PROBLEM TO SOLVE: Extract the complete listing and repeat it word for word.

TASK DATA:
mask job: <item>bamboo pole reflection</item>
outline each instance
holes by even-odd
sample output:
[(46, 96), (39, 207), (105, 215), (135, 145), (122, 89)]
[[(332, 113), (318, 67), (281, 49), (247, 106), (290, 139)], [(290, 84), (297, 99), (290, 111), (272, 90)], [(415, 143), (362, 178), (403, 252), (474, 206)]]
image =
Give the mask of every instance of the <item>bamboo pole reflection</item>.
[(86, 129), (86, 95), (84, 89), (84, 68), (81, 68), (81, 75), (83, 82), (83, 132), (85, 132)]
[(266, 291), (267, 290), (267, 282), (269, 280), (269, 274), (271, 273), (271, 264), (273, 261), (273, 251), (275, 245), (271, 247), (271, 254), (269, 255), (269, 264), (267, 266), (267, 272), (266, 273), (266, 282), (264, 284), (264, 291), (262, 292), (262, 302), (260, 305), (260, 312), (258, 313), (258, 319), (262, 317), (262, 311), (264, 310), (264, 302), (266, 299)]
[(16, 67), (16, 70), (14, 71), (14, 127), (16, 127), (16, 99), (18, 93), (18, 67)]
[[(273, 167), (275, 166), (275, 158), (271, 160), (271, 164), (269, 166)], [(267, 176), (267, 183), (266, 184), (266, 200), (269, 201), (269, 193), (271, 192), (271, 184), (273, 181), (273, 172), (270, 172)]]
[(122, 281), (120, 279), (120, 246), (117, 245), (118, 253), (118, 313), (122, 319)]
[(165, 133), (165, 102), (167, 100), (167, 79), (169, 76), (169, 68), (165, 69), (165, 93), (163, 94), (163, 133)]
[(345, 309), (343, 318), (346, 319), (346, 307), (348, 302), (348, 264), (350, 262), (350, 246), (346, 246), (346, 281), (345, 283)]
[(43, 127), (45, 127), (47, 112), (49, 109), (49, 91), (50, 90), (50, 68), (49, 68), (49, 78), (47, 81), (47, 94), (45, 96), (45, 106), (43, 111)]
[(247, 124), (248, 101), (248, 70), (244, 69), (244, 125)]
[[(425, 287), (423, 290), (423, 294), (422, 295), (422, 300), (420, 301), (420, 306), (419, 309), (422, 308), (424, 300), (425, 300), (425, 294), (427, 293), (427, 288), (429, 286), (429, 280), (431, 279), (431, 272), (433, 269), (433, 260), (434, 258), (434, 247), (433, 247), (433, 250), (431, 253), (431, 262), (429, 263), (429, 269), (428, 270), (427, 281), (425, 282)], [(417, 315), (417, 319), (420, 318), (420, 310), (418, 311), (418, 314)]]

TASK RESULT:
mask job: <item>bamboo pole reflection</item>
outline each instance
holes by even-odd
sample output:
[(46, 96), (39, 207), (105, 215), (135, 145), (122, 89)]
[[(332, 113), (318, 67), (281, 49), (247, 106), (290, 139)], [(290, 84), (297, 99), (290, 111), (272, 90)], [(415, 143), (362, 178), (403, 252), (474, 206)]]
image =
Give the mask of every instance of the <item>bamboo pole reflection</item>.
[(86, 129), (86, 95), (84, 89), (84, 68), (81, 68), (81, 75), (83, 82), (83, 132), (85, 132)]
[(266, 291), (267, 290), (267, 282), (269, 280), (269, 274), (271, 273), (271, 264), (273, 261), (273, 251), (275, 245), (271, 247), (271, 254), (269, 255), (269, 264), (267, 266), (267, 272), (266, 273), (266, 282), (264, 284), (264, 291), (262, 292), (262, 302), (260, 305), (260, 312), (258, 313), (258, 319), (262, 317), (262, 311), (264, 310), (264, 302), (266, 299)]
[(16, 67), (16, 70), (14, 71), (14, 127), (16, 127), (16, 99), (18, 93), (18, 67)]
[[(273, 167), (275, 166), (275, 158), (271, 160), (271, 164), (269, 166)], [(267, 176), (267, 183), (266, 184), (266, 200), (269, 201), (269, 193), (271, 192), (271, 184), (273, 181), (273, 172), (270, 172)]]
[(122, 281), (120, 279), (120, 246), (117, 245), (118, 253), (118, 313), (122, 319)]
[(165, 133), (165, 102), (167, 100), (167, 79), (169, 76), (169, 68), (165, 69), (165, 93), (163, 94), (163, 133)]
[(345, 309), (343, 318), (346, 319), (346, 307), (348, 302), (348, 264), (350, 262), (350, 246), (346, 246), (346, 281), (345, 283)]
[(43, 127), (45, 127), (47, 112), (49, 109), (49, 91), (50, 90), (50, 68), (49, 68), (49, 78), (47, 81), (47, 94), (45, 96), (45, 106), (43, 111)]
[(247, 124), (248, 101), (248, 70), (244, 69), (244, 125)]
[[(425, 287), (423, 290), (423, 294), (422, 295), (422, 300), (420, 301), (420, 306), (419, 309), (422, 308), (424, 300), (425, 300), (425, 294), (427, 293), (427, 288), (429, 286), (429, 280), (431, 279), (431, 272), (433, 269), (433, 260), (434, 258), (434, 247), (433, 247), (433, 250), (431, 253), (431, 262), (429, 263), (429, 269), (428, 270), (427, 281), (425, 282)], [(417, 315), (417, 319), (420, 318), (420, 310), (418, 311), (418, 314)]]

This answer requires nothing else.